* begin *

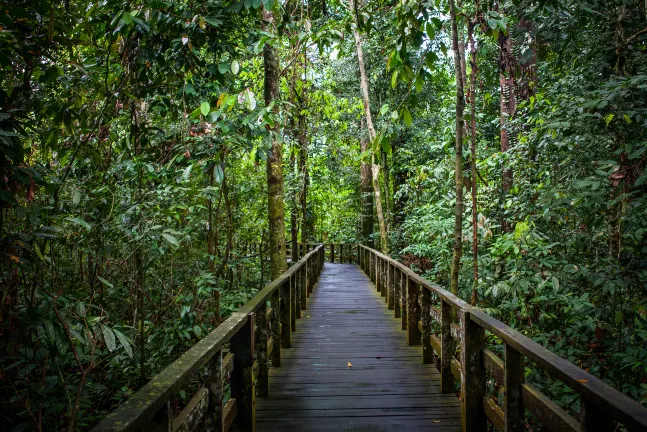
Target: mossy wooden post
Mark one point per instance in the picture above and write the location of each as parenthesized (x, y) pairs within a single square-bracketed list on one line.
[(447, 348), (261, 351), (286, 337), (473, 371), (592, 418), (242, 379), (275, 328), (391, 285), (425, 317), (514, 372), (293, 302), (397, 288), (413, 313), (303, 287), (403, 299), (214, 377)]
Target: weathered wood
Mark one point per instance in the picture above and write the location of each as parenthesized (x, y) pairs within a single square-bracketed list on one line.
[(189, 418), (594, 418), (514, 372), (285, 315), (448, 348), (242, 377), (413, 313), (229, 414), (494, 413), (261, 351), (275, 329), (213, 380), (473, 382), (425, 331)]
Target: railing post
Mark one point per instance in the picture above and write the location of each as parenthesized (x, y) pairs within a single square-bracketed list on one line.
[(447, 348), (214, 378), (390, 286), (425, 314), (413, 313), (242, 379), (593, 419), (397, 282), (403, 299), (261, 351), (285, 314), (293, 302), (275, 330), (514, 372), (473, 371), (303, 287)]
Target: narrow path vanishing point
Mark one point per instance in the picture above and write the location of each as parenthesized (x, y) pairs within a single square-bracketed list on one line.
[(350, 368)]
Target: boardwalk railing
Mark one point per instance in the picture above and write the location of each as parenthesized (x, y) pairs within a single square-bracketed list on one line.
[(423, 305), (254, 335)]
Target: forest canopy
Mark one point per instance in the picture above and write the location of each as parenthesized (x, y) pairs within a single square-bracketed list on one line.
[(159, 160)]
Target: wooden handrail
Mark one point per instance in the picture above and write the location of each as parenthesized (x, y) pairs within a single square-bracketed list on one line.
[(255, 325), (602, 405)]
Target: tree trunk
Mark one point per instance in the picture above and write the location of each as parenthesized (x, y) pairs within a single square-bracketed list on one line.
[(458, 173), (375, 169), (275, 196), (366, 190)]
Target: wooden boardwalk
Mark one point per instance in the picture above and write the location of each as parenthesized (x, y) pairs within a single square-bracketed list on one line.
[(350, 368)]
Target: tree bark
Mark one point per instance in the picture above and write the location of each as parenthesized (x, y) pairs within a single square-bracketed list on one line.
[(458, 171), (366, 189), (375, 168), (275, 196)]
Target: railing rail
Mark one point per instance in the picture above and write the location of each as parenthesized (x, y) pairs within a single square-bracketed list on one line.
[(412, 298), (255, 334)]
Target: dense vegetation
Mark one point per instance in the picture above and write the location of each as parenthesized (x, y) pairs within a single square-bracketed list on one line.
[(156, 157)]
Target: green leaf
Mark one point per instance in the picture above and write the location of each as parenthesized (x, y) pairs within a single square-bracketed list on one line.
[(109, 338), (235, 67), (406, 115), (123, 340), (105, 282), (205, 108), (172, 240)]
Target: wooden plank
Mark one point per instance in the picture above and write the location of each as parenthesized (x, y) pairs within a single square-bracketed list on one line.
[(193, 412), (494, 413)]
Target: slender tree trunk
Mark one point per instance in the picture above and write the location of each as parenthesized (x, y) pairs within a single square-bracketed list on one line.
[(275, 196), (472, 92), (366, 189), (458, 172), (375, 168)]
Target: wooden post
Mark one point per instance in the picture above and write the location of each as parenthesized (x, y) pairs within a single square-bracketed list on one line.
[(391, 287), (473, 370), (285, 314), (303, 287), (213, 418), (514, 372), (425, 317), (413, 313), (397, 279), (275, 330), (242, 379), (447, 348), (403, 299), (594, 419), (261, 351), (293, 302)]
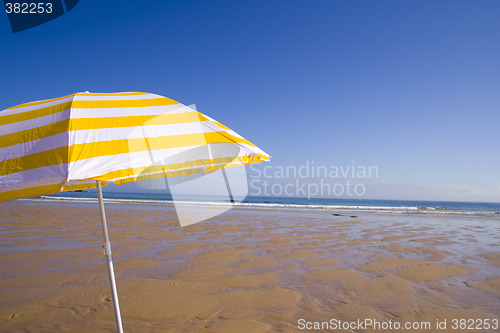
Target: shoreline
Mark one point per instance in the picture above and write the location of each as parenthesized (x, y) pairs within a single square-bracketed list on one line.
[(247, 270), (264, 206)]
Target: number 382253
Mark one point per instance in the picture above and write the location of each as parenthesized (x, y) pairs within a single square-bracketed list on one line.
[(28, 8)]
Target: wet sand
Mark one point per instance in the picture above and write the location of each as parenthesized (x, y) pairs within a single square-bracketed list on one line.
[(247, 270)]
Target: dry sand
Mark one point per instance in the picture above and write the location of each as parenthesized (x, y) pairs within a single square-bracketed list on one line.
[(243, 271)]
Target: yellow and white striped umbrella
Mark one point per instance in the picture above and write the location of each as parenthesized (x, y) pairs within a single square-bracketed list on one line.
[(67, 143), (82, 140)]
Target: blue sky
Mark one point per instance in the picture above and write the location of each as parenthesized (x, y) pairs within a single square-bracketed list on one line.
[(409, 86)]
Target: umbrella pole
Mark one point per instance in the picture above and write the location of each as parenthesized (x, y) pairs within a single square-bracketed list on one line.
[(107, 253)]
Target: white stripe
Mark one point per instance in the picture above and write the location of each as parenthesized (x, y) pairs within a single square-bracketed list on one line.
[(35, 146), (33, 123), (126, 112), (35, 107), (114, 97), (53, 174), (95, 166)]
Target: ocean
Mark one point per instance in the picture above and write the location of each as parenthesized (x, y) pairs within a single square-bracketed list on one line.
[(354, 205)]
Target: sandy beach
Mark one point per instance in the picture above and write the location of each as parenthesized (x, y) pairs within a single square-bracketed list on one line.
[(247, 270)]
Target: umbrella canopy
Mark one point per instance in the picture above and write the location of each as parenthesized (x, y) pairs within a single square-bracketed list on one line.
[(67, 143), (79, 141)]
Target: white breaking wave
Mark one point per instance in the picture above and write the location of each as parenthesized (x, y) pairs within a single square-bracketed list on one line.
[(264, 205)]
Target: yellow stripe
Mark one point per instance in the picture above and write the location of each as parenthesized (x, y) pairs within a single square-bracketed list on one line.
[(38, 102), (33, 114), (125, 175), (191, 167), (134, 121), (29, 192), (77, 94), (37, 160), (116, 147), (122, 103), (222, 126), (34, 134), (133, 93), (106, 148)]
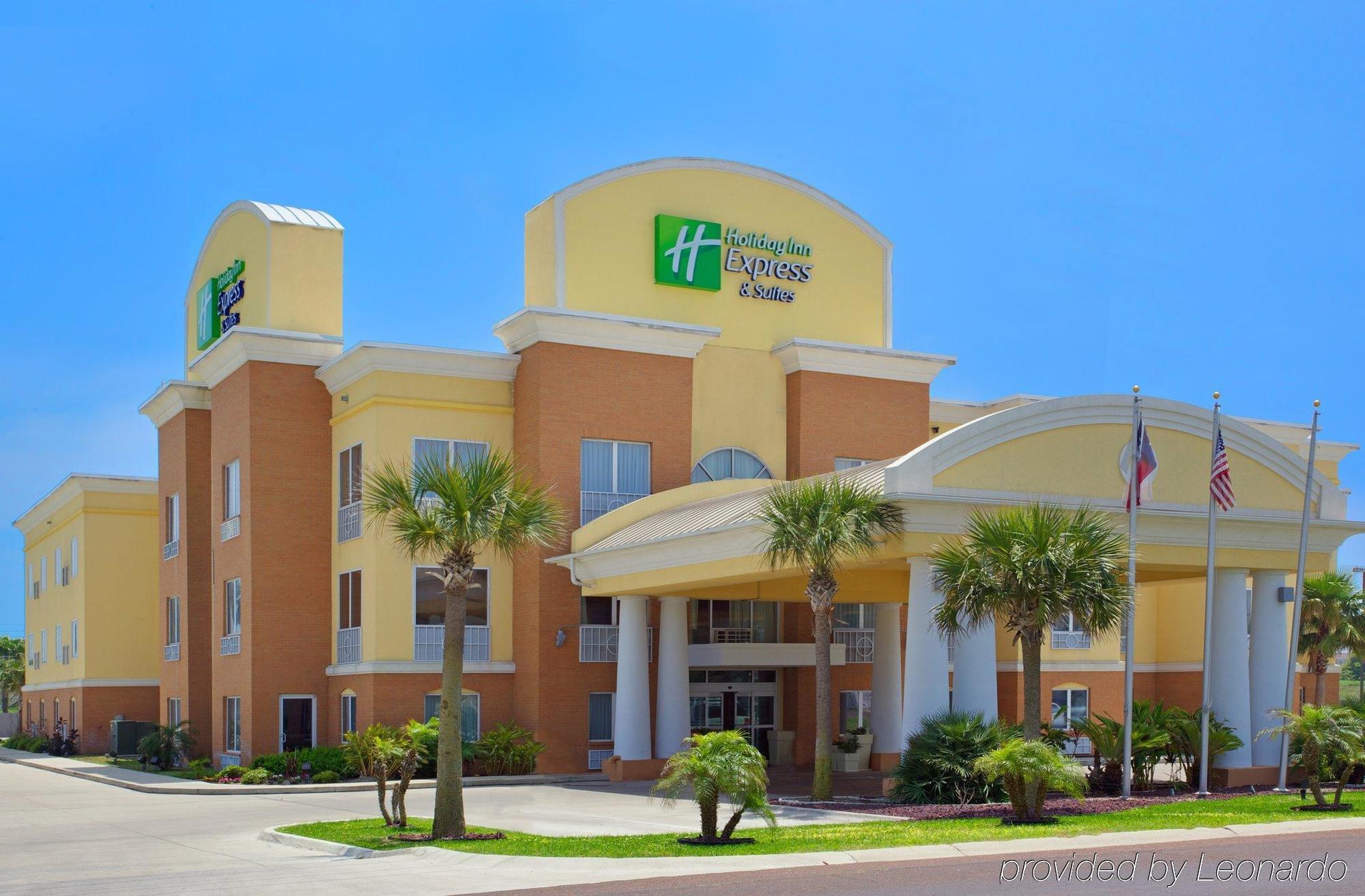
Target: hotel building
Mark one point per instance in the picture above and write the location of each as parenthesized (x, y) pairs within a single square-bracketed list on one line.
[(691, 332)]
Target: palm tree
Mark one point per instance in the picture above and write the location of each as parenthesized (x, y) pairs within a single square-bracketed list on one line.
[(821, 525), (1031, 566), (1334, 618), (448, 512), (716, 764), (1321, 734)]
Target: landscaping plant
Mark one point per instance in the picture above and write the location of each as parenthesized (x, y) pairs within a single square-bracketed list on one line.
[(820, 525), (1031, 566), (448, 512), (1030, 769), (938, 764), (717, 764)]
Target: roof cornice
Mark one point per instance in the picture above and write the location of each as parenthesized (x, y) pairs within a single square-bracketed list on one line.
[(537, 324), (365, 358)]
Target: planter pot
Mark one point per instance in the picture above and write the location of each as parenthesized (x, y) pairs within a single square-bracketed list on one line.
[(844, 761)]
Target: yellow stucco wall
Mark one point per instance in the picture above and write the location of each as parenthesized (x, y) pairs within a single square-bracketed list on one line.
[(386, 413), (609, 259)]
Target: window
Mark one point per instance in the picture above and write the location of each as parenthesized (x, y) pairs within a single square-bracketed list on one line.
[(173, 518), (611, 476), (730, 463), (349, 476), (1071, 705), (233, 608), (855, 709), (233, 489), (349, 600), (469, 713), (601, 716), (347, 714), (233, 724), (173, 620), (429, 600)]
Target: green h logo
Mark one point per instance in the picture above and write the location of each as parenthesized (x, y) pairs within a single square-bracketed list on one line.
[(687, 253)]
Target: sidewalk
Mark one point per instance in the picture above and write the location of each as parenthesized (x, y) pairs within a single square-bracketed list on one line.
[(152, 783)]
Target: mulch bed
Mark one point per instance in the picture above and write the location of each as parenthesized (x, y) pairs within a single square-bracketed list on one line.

* end *

Given problem –
Reproduce every record above exactly, omitting the pictures.

Answer to this exercise –
Target: mossy wooden post
Mark one point per instance in the picture above and write the location of each as parenthesized (x, y) pairs within a single square-bracketed list on one line.
[(447, 348), (261, 351), (286, 337), (473, 371), (592, 418), (242, 379), (275, 328), (391, 285), (425, 317), (514, 372), (293, 302), (397, 288), (413, 313), (303, 287), (403, 299), (214, 377)]
Target: weathered wood
Mark one point per instance in the picture above and write the location of each as parenthesized (x, y) pairs within a single square-bracketed list on one line.
[(189, 418), (594, 418), (514, 372), (285, 315), (448, 348), (242, 377), (413, 313), (229, 414), (494, 413), (261, 351), (275, 329), (213, 380), (473, 382), (425, 331)]
Target: railing post
Mark one point per instance in the picture above and write the location of each as parenthesized (x, y) pairs within a single square-bracketed list on one line.
[(447, 348), (214, 378), (390, 286), (425, 314), (413, 313), (242, 379), (593, 419), (397, 282), (403, 299), (261, 351), (285, 314), (293, 302), (275, 330), (514, 372), (473, 371), (303, 287)]
Target: narrow path vanishing point
Mark one point per instance in the picture above and write the location of each as parenthesized (x, y) pairs within a single square-bracketed list on one line.
[(350, 368)]
Target: boardwalk railing
Mark one point per instance in the picture above and write the location of each as parenthesized (x, y) pairs within a single square-bracketed list on one line.
[(423, 305), (254, 335)]
Target: forest canopy
Mark one point per instance in the picture above and write the location of each as parenthesized (x, y) pairs within a single square-bracketed list on one line.
[(159, 160)]
Target: wooden handrail
Mark one point per instance in the picture above and write the location of each as parenthesized (x, y) pairs within a single square-bracketed list on one line.
[(255, 325), (602, 405)]
Target: tree trunk
Mark one point per instance in the picture above and write the location of each as parenthesized (x, y) pairs within a single square-bracketed list on one line.
[(458, 173), (375, 169), (275, 196), (366, 190)]
Target: wooden boardwalk
Mark one point per instance in the picture above and write the location of each as parenthesized (x, y) pairs within a single square-bracketed list on one line.
[(350, 368)]
Target: tree bark
Mark one point per instance in the picture above and write the location of each as parenthesized (x, y) pairs within a single square-bracketed list on one line.
[(458, 171), (366, 189), (375, 168), (275, 196)]
Target: railing rail
Mark one point per instance in the picture above and write the location of each as parenthesized (x, y) pairs within a single square-bracketed list on one line.
[(412, 298), (255, 334)]
Target: dense vegetation
Mark one point per instance in the picture above and write the location of each as parenthesized (x, y) pairs within a single square-bracketed list on one line.
[(156, 157)]
Target: green leaf
Mark one point per instance in the picture above and write the location of each as parenthesized (x, y) pairs within a single square-bracketed list on one line.
[(109, 338), (235, 67), (406, 115), (123, 340), (105, 282), (205, 108), (172, 240)]
Target: wooden plank
Mark one point per instance in the picture above and write the location of each as parenthesized (x, y) pairs within a single square-bracketed list on one line.
[(193, 412), (494, 413)]
Target: slender tree trunk
Mark one point per instance in the picture above and write the location of each as parenthesized (x, y) pairs within a single square-bracketed list on one line.
[(275, 196), (472, 92), (366, 189), (458, 172), (375, 168)]
Target: wooden post
Mark one point per instance in the picture above and write the location of each as parenthesized (x, y) pairs within a single square-bracketed list on one line.
[(391, 287), (473, 370), (285, 314), (303, 287), (213, 418), (514, 372), (425, 317), (413, 313), (397, 279), (275, 330), (242, 379), (447, 348), (403, 299), (594, 419), (261, 351), (293, 302)]
Target: shoreline
Mark one point per instance in the picture above and write the location of each as parenthesized (x, y) pairs within a single square-bracketed list on one line.
[(247, 270), (264, 206)]
Target: number 382253
Mark one point per instance in the picture above and write the location of each as parenthesized (x, y) pairs within a single square-bracketed list on one line.
[(28, 8)]
Target: wet sand
Mark one point per instance in the picture above and write the location of each as parenthesized (x, y) pairs within a single square-bracketed list on one line.
[(247, 270)]
Target: dry sand
Mark one point per instance in the picture above and write the location of each as parenthesized (x, y) pairs within a single square-bracketed list on one line.
[(243, 271)]
Target: yellow and white striped umbrella
Mark one point per instance in the picture above and write the location of each as parenthesized (x, y) pairs within a single square-bracketed list on one line.
[(67, 143), (82, 140)]
Target: blue sky
Mark one point per instance in the picture above and write the location of each as parenthesized (x, y) pairs within a single square-bracketed list on one line.
[(409, 86)]
Target: umbrella pole
Mark one point per instance in the picture above and write the location of each as parenthesized (x, y) pairs within a single square-bracketed list on one line.
[(107, 253)]
Target: white stripe
Mark one point per instance in the picture above and write the location of each as parenthesized (x, y) pairs within a single square-bracketed list on one line.
[(35, 146), (33, 123), (126, 112), (35, 107), (114, 97), (53, 174), (95, 166)]
Target: ocean
Mark one point per instance in the picture above and write the location of each as parenthesized (x, y) pairs within a single square-bracketed list on one line.
[(354, 205)]
Target: sandy beach
Mark one point per instance in the picture above and write the location of each as parenthesized (x, y) pairs within a single square-bracketed list on one line.
[(247, 270)]
Target: umbrella canopy
Mark one point per instance in the picture above and write the location of each as parenthesized (x, y) pairs within a single square-bracketed list on one line.
[(67, 143), (79, 141)]
Target: white breaking wave
Mark one point per instance in the picture above and write the location of each as parenthesized (x, y) pairs within a single square-bracketed list on one line.
[(264, 205)]
Target: yellow stripe
Mark one point per instance in the picture above and write the location of each as parenthesized (x, y) pairs within a single square-bracketed list on one line.
[(38, 102), (33, 114), (125, 175), (191, 167), (134, 121), (29, 192), (77, 94), (37, 160), (116, 147), (122, 103), (222, 126), (34, 134), (133, 93), (106, 148)]
Target: hotel building
Mark one point per instance in the picture above and write the location of each as parenthesized (x, y) pairs within a single square-bracketed list on one line.
[(691, 332)]
Target: palm tree
Mark one point per instance in the picture above and write the location of each as parenthesized (x, y) pairs within a single square-bracketed list on one line.
[(821, 525), (1031, 566), (1334, 618), (448, 512), (716, 764), (1321, 734)]
Target: landscaping plant
Mark one point per instance in the picture above and write the location of each as parenthesized (x, y) pairs within a single square-bracketed list on one line.
[(820, 525), (1031, 566), (448, 512), (1030, 769), (938, 764), (717, 764)]
Target: roof cornice
Mark one point per instance in the picture above and write the location of each as parenthesized (x, y) pairs within a single square-bracketed list on one line.
[(537, 324), (365, 358)]
Target: planter pot
Mark one point per instance in the picture above and write the location of each as parenthesized (x, y) pairs within a single square-bracketed list on one line.
[(844, 761)]
Target: yellow stucco wall
Mark one point per instance in the picture above and write the location of each as parenthesized (x, y) pairs within a single square-bracketed list on one line.
[(386, 413), (609, 259)]
Target: window
Mark one point per instance in the picture above and write the location of each as parenthesized (x, y) pairs within a single square-bracketed list on one line.
[(173, 518), (611, 476), (730, 463), (349, 476), (1071, 705), (233, 608), (855, 709), (233, 489), (349, 600), (469, 713), (601, 716), (347, 714), (233, 724), (173, 620), (429, 600)]
Target: green h logo
Mark one point per instance in the picture above and write the location of each as parenthesized (x, y) pairs within a single square-bracketed list on one line.
[(687, 253)]
Target: sidewalk
Mark one point per instance in the picture above and write the location of each as parenthesized (x, y) pairs within a single square-bracketed list on one line.
[(152, 783)]
Target: mulch bed
Mark one point per instance in the picture above and write the location of each as parenthesized (x, y) pairs within a single square-bracketed list on one line.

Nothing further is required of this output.